▶ **Exercise requirements**
Please count the lines in the data below that hold "door" and answer with the number by itself.

[Start of Attachment]

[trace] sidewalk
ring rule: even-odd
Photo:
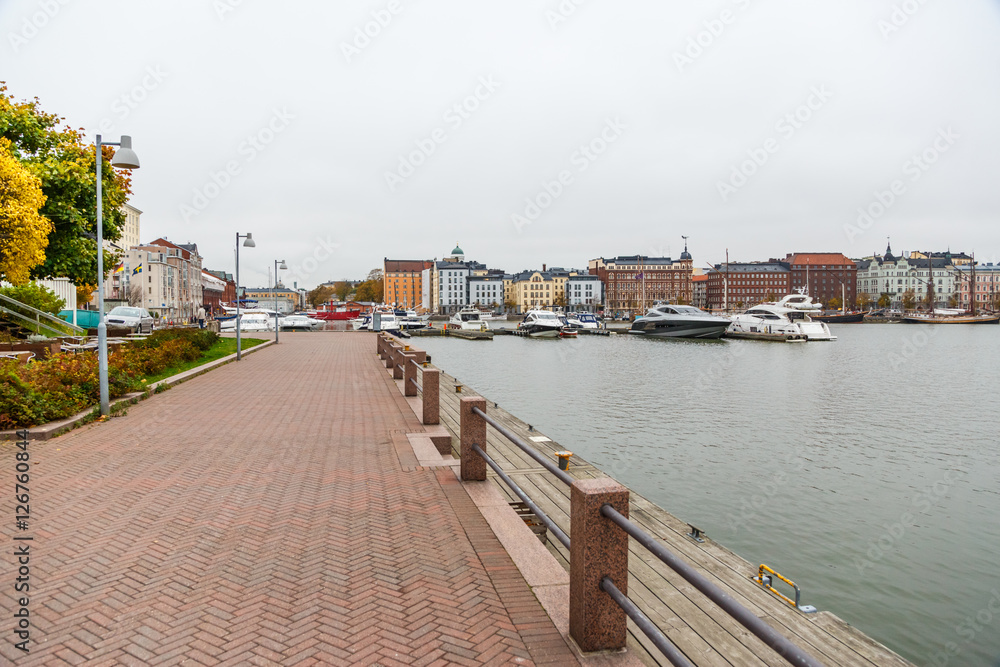
[[[451,469],[416,465],[374,349],[282,335],[33,444],[32,650],[3,661],[576,664]]]

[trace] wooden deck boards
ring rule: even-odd
[[[442,372],[441,423],[453,434],[457,450],[459,404],[465,396],[444,390],[456,380]],[[556,460],[555,452],[567,449],[555,440],[532,442],[541,436],[488,397],[487,414],[530,442],[537,451]],[[546,434],[547,435],[547,434]],[[551,437],[551,436],[549,436]],[[572,447],[568,447],[572,449]],[[487,452],[517,482],[526,494],[567,534],[570,534],[569,487],[545,471],[493,428],[487,433]],[[458,452],[455,453],[458,456]],[[569,473],[577,478],[605,477],[592,464],[574,456]],[[512,501],[514,494],[492,471],[490,478]],[[757,568],[725,547],[705,538],[697,543],[686,536],[688,525],[646,498],[631,493],[630,516],[673,553],[682,557],[738,602],[776,630],[790,638],[818,660],[830,665],[863,667],[904,667],[911,663],[875,640],[851,627],[830,612],[803,614],[764,591],[751,579]],[[572,535],[570,534],[572,538]],[[557,540],[548,540],[548,549],[567,569],[569,554]],[[787,665],[776,652],[730,618],[713,602],[677,573],[629,540],[629,597],[660,630],[697,665]],[[629,647],[650,664],[669,665],[645,635],[629,622]]]

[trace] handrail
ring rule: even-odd
[[[500,433],[502,433],[508,440],[517,445],[517,447],[522,452],[524,452],[531,458],[535,459],[535,461],[540,463],[543,468],[545,468],[550,473],[558,477],[559,481],[562,482],[563,484],[567,486],[572,486],[573,482],[576,481],[569,475],[569,473],[560,470],[559,466],[555,465],[554,463],[546,459],[544,456],[539,454],[537,451],[535,451],[534,447],[526,443],[524,440],[521,440],[521,438],[517,437],[517,435],[515,435],[513,431],[511,431],[506,426],[504,426],[503,424],[499,423],[498,421],[490,417],[488,414],[486,414],[479,408],[472,408],[472,412],[482,417],[487,424],[489,424],[496,430],[500,431]]]
[[[618,606],[622,608],[625,615],[632,619],[644,635],[649,637],[649,641],[653,642],[653,646],[658,648],[660,653],[667,656],[667,660],[670,661],[671,665],[675,665],[675,667],[694,667],[691,661],[687,659],[687,656],[681,653],[680,649],[667,639],[666,635],[660,632],[660,629],[649,620],[648,616],[642,613],[641,609],[635,606],[634,602],[618,590],[615,582],[611,581],[609,577],[601,579],[601,590],[610,595],[611,599],[618,603]]]
[[[774,649],[785,660],[793,665],[802,665],[802,667],[823,667],[822,663],[793,644],[787,637],[780,634],[770,625],[760,620],[749,609],[706,579],[700,572],[668,551],[666,547],[654,540],[649,533],[627,519],[614,507],[603,505],[601,507],[601,514],[611,519],[622,530],[635,538],[636,542],[646,547],[650,553],[663,561],[670,569],[684,577],[688,583],[701,591],[705,597],[721,607],[723,611],[733,617],[770,648]]]
[[[519,487],[514,480],[512,480],[510,477],[507,476],[507,473],[503,471],[503,469],[497,464],[497,462],[491,459],[490,456],[483,451],[483,448],[477,445],[476,443],[472,443],[472,451],[483,457],[483,460],[486,461],[486,465],[488,465],[490,468],[493,468],[493,472],[495,472],[500,477],[500,479],[502,479],[507,484],[507,486],[510,487],[511,491],[513,491],[517,495],[517,497],[521,499],[521,502],[527,505],[528,508],[535,513],[535,516],[537,516],[539,520],[541,520],[541,522],[545,524],[546,528],[552,531],[552,534],[556,536],[557,540],[562,542],[562,545],[564,547],[569,549],[569,544],[570,544],[569,536],[565,532],[563,532],[562,528],[557,526],[556,523],[552,519],[550,519],[548,515],[545,514],[545,512],[543,512],[538,507],[538,505],[532,502],[531,498],[528,497],[528,494],[522,491],[521,487]]]
[[[26,309],[28,312],[33,313],[35,315],[35,319],[31,320],[29,317],[27,317],[23,313],[18,313],[18,312],[10,311],[10,310],[7,310],[6,308],[0,308],[0,310],[3,310],[3,312],[10,313],[12,315],[16,315],[16,316],[18,316],[18,317],[20,317],[20,318],[22,318],[22,319],[24,319],[24,320],[26,320],[28,322],[34,321],[39,326],[44,326],[46,329],[49,329],[50,331],[57,331],[57,330],[53,329],[51,326],[49,326],[47,324],[42,324],[41,322],[39,322],[38,321],[39,317],[44,317],[47,320],[55,322],[56,324],[58,324],[61,327],[65,327],[65,328],[69,329],[70,331],[77,332],[77,333],[85,333],[84,329],[76,326],[75,324],[70,324],[66,320],[59,319],[58,317],[55,317],[54,315],[52,315],[50,313],[46,313],[43,310],[38,310],[37,308],[29,306],[26,303],[21,303],[17,299],[12,299],[9,296],[7,296],[6,294],[0,294],[0,301],[6,301],[7,303],[10,303],[10,304],[14,305],[17,308],[24,308],[24,309]],[[58,331],[58,333],[61,334],[63,332],[62,331]]]
[[[419,384],[417,384],[417,381],[414,380],[413,378],[410,378],[410,384],[412,384],[414,387],[416,387],[417,391],[419,391],[421,394],[424,393],[424,388],[421,387]]]

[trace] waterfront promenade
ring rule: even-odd
[[[33,444],[31,652],[7,623],[0,662],[576,664],[374,347],[283,334]]]

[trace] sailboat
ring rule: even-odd
[[[928,256],[928,277],[931,274],[931,259]],[[978,315],[976,314],[976,256],[972,256],[972,264],[969,267],[969,311],[963,315],[945,315],[941,311],[934,310],[934,292],[931,284],[927,285],[927,300],[930,305],[929,312],[924,315],[904,315],[902,321],[906,324],[1000,324],[1000,315]],[[931,283],[933,280],[930,281]]]

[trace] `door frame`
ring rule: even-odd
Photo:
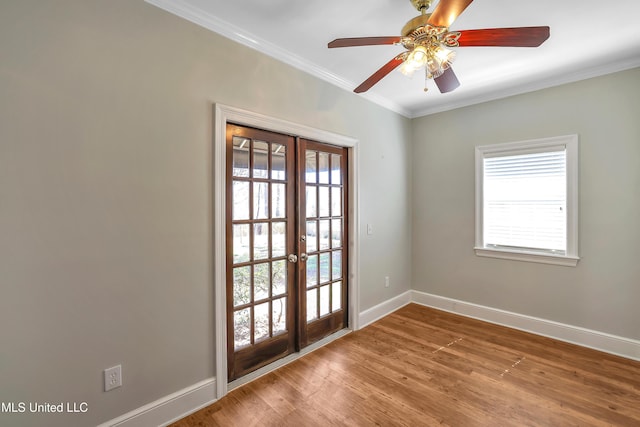
[[[300,125],[264,114],[214,104],[213,129],[213,285],[215,307],[215,366],[216,398],[228,392],[227,377],[227,329],[226,329],[226,129],[227,123],[255,127],[272,132],[284,133],[326,144],[346,147],[349,151],[349,329],[358,329],[360,313],[360,262],[359,262],[359,141],[313,127]]]

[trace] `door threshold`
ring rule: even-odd
[[[297,353],[291,353],[285,357],[283,357],[282,359],[278,359],[275,362],[272,362],[270,364],[268,364],[267,366],[263,366],[260,369],[256,369],[253,372],[248,373],[247,375],[240,377],[236,380],[233,380],[231,382],[229,382],[227,384],[227,390],[231,391],[233,389],[236,389],[238,387],[241,387],[247,383],[250,383],[251,381],[258,379],[270,372],[275,371],[276,369],[280,368],[281,366],[284,365],[288,365],[289,363],[298,360],[299,358],[301,358],[302,356],[311,353],[312,351],[315,351],[317,349],[319,349],[320,347],[324,347],[325,345],[329,344],[330,342],[333,342],[335,340],[337,340],[338,338],[342,338],[343,336],[351,333],[352,330],[349,328],[344,328],[339,330],[338,332],[335,332],[327,337],[322,338],[319,341],[314,342],[313,344],[308,345],[307,347],[303,348],[302,350],[300,350]]]

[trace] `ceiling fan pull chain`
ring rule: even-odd
[[[429,80],[429,69],[426,68],[424,71],[424,91],[428,91],[429,88],[427,87],[427,80]]]

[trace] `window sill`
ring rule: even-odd
[[[571,255],[547,255],[524,251],[507,251],[500,249],[474,248],[477,256],[510,259],[514,261],[538,262],[542,264],[575,267],[580,258]]]

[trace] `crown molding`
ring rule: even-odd
[[[508,88],[498,88],[496,90],[487,91],[477,96],[464,97],[462,99],[441,103],[427,108],[412,111],[409,116],[411,119],[424,117],[431,114],[442,113],[445,111],[455,110],[456,108],[468,107],[483,102],[495,101],[498,99],[508,98],[510,96],[522,95],[529,92],[535,92],[542,89],[548,89],[555,86],[574,83],[581,80],[587,80],[594,77],[600,77],[607,74],[613,74],[620,71],[630,70],[640,67],[640,55],[630,58],[622,58],[618,61],[611,61],[595,67],[583,67],[582,64],[573,66],[571,70],[563,74],[554,74],[537,79],[533,82],[519,84]]]
[[[307,61],[300,56],[276,46],[266,40],[257,37],[244,29],[230,24],[200,8],[194,7],[183,0],[145,0],[153,6],[156,6],[166,12],[179,16],[187,21],[193,22],[196,25],[204,27],[214,33],[220,34],[230,40],[247,46],[251,49],[257,50],[267,56],[284,62],[298,70],[304,71],[307,74],[311,74],[321,80],[338,86],[341,89],[352,92],[356,86],[354,82],[343,79],[342,77],[330,72],[327,69],[320,67],[317,64]],[[366,93],[359,95],[387,110],[398,113],[402,116],[411,117],[411,111],[402,107],[401,105],[390,101],[387,98],[376,95],[374,93]]]

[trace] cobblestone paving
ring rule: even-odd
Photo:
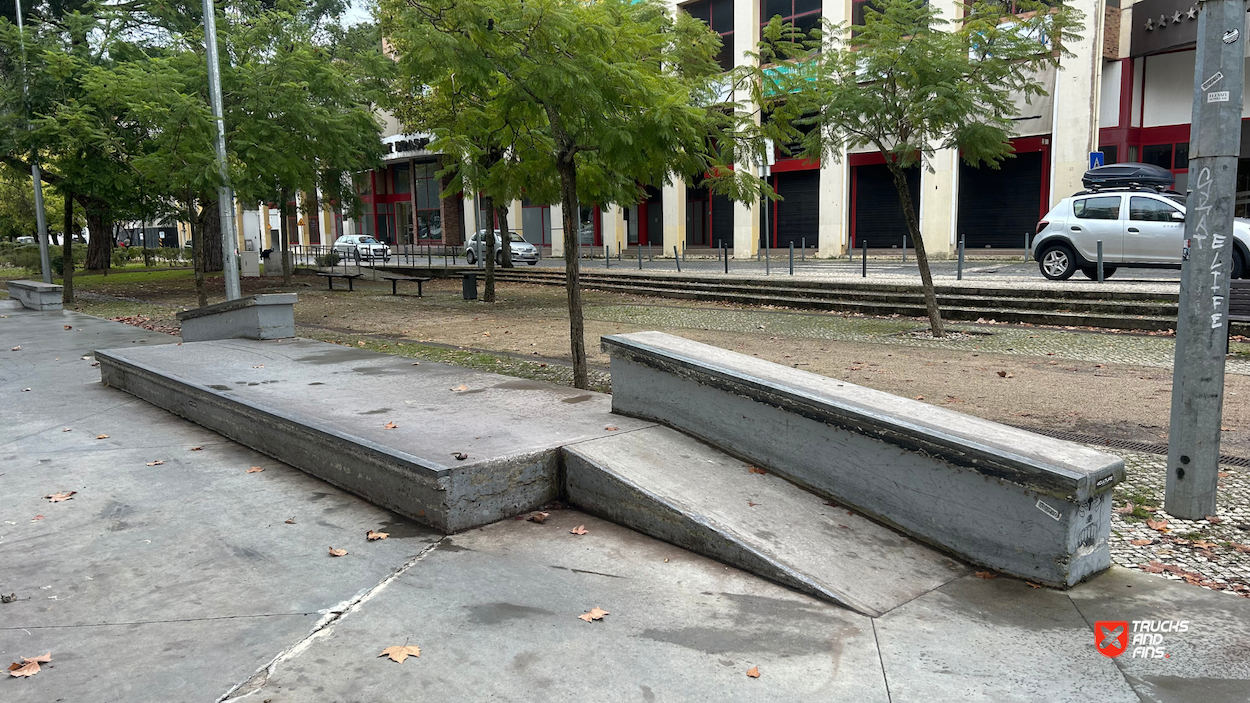
[[[769,312],[767,309],[738,309],[728,306],[590,306],[586,308],[586,317],[641,326],[687,327],[1160,368],[1171,368],[1175,349],[1175,339],[1162,334],[1115,334],[1024,325],[961,324],[948,325],[948,329],[962,334],[939,340],[923,331],[928,323],[919,318],[878,318],[846,313],[778,314],[777,311]],[[1234,343],[1232,349],[1240,353],[1228,359],[1227,373],[1250,375],[1250,344]]]
[[[1250,469],[1221,466],[1216,514],[1182,520],[1163,509],[1166,458],[1095,447],[1124,458],[1115,488],[1111,561],[1250,598]]]

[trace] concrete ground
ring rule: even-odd
[[[0,315],[0,656],[52,654],[5,701],[1250,698],[1247,599],[1120,569],[1068,592],[968,576],[874,620],[571,510],[441,537],[81,358],[176,338]],[[1187,626],[1109,659],[1100,620]],[[421,656],[378,657],[404,645]]]

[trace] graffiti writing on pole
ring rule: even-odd
[[[1203,168],[1198,173],[1198,180],[1194,184],[1198,191],[1198,205],[1194,210],[1198,213],[1198,223],[1194,226],[1194,244],[1202,247],[1207,237],[1211,238],[1211,250],[1215,252],[1215,256],[1211,259],[1211,329],[1218,329],[1224,322],[1224,313],[1221,310],[1224,307],[1224,296],[1220,295],[1220,273],[1223,268],[1224,244],[1228,241],[1228,236],[1222,232],[1208,232],[1207,230],[1207,213],[1211,211],[1211,169]],[[1190,243],[1185,243],[1185,259],[1189,259]]]

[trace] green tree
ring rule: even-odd
[[[727,152],[712,138],[731,141],[724,127],[735,119],[711,100],[719,39],[659,0],[383,0],[379,17],[410,89],[473,96],[483,124],[516,132],[511,158],[479,181],[559,194],[573,384],[585,388],[579,203],[630,204],[672,174],[710,172],[723,192],[757,187],[723,168]],[[444,143],[476,148],[458,121],[444,128]]]
[[[1043,93],[1041,72],[1070,56],[1081,13],[1062,2],[974,2],[952,22],[925,0],[873,0],[864,25],[826,25],[814,44],[774,18],[764,32],[755,99],[798,154],[839,159],[870,147],[884,158],[916,249],[934,336],[944,334],[906,169],[938,149],[969,165],[1011,158],[1015,100]]]

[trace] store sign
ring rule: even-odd
[[[1198,39],[1198,0],[1142,0],[1132,13],[1132,56],[1190,46]]]

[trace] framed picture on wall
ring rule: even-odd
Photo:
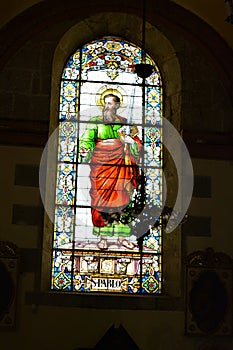
[[[19,250],[11,242],[0,241],[0,328],[15,327]]]
[[[232,335],[232,266],[228,255],[211,248],[187,257],[187,335]]]

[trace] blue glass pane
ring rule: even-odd
[[[52,289],[71,290],[72,255],[70,251],[54,250],[52,269]]]
[[[60,94],[60,113],[75,115],[78,111],[78,90],[76,81],[62,81]]]
[[[74,164],[58,164],[56,204],[74,204],[75,173]]]
[[[75,52],[75,54],[71,56],[71,58],[67,62],[63,70],[62,78],[78,80],[79,73],[80,73],[80,50]]]

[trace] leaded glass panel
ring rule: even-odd
[[[147,217],[163,200],[162,86],[149,55],[152,75],[143,81],[135,74],[141,54],[132,43],[105,37],[78,49],[63,69],[54,290],[161,293],[162,226],[158,220],[150,228]]]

[End of Attachment]

▶ **Exercise output**
2